Task brief:
List every line of the records below that contains the word "point", copying each such line in full. Case counts.

╭─ Working data

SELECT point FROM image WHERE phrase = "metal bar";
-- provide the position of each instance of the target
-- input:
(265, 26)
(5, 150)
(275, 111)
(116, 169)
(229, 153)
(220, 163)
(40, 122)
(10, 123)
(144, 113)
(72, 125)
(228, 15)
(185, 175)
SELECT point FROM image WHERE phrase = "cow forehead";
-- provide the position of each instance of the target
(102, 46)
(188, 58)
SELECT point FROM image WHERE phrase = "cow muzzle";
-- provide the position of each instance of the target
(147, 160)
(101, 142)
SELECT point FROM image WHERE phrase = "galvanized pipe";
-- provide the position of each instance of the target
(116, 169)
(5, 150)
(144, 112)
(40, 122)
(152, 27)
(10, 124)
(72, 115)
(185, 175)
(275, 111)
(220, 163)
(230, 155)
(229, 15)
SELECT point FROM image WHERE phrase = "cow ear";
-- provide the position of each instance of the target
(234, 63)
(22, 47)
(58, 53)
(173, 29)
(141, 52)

╰─

Written reply:
SELECT point FROM image WHERE phrase = "metal bar";
SELECT point FROM image WHERE phrase = "cow forehead";
SELECT point FROM image WHERE phrase = "cow muzzle";
SELECT point FROM image WHERE phrase = "galvanized pipe";
SELECT point FROM image WHERE phrase = "cow ear";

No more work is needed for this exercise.